EXERCISE DIRECTIONS: Every single entry below should be reproduced verbatim.

================

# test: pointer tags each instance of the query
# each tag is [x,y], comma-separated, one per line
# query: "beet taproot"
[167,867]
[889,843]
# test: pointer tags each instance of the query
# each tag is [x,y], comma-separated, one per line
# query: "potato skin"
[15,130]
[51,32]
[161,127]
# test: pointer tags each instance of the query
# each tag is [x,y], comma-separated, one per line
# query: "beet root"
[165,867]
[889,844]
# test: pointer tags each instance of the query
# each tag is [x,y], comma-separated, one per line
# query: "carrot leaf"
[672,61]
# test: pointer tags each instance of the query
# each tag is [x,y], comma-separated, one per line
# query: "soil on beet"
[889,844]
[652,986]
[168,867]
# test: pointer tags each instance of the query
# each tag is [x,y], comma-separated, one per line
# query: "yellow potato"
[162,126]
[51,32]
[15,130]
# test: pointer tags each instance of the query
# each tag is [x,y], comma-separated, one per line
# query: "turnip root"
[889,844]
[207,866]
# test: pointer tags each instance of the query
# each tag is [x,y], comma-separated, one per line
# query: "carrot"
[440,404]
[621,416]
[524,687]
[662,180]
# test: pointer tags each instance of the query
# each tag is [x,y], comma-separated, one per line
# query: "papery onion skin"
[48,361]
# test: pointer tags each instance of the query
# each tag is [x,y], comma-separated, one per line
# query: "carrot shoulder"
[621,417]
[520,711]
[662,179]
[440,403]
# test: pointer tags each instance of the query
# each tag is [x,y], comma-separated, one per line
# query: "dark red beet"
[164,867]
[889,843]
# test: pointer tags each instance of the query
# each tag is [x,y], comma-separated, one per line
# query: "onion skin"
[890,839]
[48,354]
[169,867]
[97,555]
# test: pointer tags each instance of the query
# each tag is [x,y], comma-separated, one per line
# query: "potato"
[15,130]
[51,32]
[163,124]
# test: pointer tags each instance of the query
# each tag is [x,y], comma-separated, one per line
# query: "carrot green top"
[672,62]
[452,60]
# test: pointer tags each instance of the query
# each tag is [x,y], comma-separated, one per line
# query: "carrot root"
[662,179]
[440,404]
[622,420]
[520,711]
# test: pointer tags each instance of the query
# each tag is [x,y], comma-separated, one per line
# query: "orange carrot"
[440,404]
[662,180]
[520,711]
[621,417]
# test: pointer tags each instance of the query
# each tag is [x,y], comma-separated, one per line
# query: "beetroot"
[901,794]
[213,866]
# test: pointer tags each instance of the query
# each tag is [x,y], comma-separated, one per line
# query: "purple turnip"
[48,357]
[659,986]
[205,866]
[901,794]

================

ANSWER:
# test: pointer tags each instance of the query
# each tag is [x,y], comma-separated, one per line
# query: "beet taproot"
[167,867]
[889,843]
# test: pointer tags each instance of the query
# each tag is [x,y], comma-separated, one per line
# query: "potato skin"
[15,130]
[51,32]
[161,127]
# test: pointer tags each instance of the query
# each tag is [x,y], comma-separated, one per line
# query: "beet root"
[165,867]
[889,844]
# test: pointer tags each instance of the query
# each tag is [x,y], comma-separated, one per line
# query: "carrot leaf"
[672,61]
# test: pointer tags each instance of the query
# each tag is [x,y], comma-separated, one per line
# query: "soil on beet"
[889,844]
[652,986]
[168,867]
# test: pointer tags each instance of the query
# each tag is [x,y], comma-separated, one per line
# query: "yellow potato"
[162,126]
[51,32]
[15,130]
# test: pointer tags each instance of the query
# each tag is [x,y], comma-separated, one per line
# query: "turnip root"
[889,844]
[207,866]
# test: pointer tags each instance of the query
# each tag is [x,y], comma-separated, one per line
# query: "carrot"
[440,404]
[621,416]
[524,687]
[662,180]
# test: pointer tags each instance of the query
# each tag is [x,y], comma-separated, one per line
# query: "papery onion skin"
[48,361]
# test: pointer tags each instance of the query
# each tag is [x,y], comma-separated, one per line
# query: "carrot shoulder"
[621,417]
[520,711]
[662,179]
[440,403]
# test: pointer tags each instance of the query
# each tag is [x,y], comma-separated, one per line
# query: "dark red beet"
[164,867]
[889,843]
# test: pointer tags each instance of the query
# each tag is [x,y], comma-separated, one per line
# query: "onion skin"
[890,839]
[48,354]
[169,867]
[97,555]
# test: pointer tags each instance of the query
# each tag is [x,y], comma-separated, one per line
# query: "potato"
[15,130]
[51,32]
[163,124]
# test: pointer tags each instance of the query
# each tag is [x,y], comma-separated, one per line
# query: "carrot green top"
[672,62]
[452,60]
# test: pointer tags each instance of the query
# each tag is [x,y], comma-separated, one per line
# query: "carrot root"
[662,179]
[440,404]
[622,420]
[520,711]
# test: pointer tags each instance of the query
# each tag is [x,y], comma-separated, one per line
# query: "orange carrot"
[440,404]
[662,180]
[520,711]
[621,417]
# test: pointer tags each instance of the query
# each tag is [x,y], comma-separated, one per line
# query: "beetroot"
[901,794]
[213,866]
# test: pointer tags each instance of the query
# each tag is [x,y], comma-separated, one per line
# query: "purple turnip"
[48,357]
[659,986]
[205,866]
[901,794]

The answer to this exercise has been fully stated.